▸ **Referring expression data**
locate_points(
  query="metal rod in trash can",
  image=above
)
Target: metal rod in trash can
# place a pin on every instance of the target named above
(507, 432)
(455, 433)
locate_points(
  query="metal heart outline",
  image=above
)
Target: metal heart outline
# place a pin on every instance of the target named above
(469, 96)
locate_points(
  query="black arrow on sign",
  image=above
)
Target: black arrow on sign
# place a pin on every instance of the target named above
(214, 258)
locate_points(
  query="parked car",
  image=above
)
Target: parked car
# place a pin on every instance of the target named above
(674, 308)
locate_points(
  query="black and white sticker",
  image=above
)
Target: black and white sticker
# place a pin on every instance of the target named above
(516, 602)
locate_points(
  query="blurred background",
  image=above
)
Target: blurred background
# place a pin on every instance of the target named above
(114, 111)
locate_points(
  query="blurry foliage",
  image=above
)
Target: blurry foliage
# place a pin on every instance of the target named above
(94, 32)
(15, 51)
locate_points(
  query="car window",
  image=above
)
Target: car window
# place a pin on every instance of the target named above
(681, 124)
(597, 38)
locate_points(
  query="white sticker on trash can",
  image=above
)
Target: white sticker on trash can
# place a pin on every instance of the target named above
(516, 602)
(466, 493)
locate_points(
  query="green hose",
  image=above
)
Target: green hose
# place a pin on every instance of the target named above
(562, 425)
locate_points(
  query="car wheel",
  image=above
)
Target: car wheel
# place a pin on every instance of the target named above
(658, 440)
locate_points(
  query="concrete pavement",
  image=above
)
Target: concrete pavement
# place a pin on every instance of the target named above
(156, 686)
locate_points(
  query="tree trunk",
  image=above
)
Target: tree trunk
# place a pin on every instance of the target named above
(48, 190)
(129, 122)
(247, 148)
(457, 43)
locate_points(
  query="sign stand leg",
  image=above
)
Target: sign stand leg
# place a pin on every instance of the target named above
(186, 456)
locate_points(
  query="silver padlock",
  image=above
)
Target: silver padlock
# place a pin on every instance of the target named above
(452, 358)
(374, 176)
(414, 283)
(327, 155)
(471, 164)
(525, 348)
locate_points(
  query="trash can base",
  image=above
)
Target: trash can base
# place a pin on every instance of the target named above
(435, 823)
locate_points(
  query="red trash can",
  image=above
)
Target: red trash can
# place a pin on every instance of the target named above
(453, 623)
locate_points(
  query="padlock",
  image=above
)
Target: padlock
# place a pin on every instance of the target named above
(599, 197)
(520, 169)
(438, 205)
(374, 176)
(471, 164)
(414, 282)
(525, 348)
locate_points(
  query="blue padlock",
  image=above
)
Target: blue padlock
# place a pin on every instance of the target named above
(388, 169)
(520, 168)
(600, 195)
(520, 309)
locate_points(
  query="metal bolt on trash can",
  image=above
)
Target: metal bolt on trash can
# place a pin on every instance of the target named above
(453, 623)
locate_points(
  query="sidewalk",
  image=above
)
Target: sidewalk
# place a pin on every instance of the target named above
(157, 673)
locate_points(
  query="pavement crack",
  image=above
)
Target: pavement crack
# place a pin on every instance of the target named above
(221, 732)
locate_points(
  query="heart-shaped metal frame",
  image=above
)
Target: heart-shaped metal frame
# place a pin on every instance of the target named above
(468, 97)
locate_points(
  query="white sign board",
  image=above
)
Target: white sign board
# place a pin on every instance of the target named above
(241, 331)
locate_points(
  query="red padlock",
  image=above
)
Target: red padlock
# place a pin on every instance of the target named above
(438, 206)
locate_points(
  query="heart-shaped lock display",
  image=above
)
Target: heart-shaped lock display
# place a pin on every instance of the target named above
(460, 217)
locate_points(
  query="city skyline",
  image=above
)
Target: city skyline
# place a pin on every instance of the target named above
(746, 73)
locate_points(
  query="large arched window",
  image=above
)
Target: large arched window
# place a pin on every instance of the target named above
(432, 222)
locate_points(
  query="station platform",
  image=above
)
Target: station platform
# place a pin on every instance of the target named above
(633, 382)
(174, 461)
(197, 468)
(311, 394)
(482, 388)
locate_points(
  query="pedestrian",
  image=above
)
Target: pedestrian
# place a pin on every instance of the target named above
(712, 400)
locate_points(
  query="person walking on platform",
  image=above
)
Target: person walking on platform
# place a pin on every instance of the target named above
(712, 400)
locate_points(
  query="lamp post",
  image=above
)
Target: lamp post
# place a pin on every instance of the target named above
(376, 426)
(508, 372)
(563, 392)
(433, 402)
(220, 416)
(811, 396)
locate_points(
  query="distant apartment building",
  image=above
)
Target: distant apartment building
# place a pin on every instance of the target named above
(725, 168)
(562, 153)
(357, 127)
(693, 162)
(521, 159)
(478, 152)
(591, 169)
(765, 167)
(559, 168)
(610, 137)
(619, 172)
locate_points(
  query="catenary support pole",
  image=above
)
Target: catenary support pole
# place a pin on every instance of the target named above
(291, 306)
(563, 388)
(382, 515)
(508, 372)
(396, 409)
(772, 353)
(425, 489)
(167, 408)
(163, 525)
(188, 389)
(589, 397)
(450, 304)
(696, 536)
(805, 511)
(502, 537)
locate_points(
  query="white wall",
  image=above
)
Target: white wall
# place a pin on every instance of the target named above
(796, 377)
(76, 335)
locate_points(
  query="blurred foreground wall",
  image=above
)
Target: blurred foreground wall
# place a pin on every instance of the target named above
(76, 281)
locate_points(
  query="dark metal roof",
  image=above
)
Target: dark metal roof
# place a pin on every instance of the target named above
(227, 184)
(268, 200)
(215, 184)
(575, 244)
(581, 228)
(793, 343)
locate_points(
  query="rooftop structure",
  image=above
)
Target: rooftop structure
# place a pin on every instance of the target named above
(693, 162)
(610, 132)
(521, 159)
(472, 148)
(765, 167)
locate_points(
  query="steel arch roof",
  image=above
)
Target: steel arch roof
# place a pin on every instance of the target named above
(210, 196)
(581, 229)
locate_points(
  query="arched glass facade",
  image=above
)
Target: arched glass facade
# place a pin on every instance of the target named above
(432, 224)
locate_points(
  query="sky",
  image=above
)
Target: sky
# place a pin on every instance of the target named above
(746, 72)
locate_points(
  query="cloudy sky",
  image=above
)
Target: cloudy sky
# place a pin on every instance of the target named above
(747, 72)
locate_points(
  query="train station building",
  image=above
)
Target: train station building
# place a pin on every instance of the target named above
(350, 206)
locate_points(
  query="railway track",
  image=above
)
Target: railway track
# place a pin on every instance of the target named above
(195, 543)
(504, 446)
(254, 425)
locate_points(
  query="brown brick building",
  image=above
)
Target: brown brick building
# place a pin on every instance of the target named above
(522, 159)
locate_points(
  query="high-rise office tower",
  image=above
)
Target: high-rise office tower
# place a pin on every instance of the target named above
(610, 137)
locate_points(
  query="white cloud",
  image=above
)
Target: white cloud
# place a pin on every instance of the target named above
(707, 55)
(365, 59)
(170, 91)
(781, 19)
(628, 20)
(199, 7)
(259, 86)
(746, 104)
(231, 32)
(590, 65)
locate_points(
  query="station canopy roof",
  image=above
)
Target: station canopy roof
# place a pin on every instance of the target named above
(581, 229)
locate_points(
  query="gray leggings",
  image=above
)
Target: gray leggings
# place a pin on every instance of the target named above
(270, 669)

▸ **Required work**
Out of the records, collect only those lines that contain the string "brick".

▸ **Solution for this exercise**
  query="brown brick building",
Target: brown brick building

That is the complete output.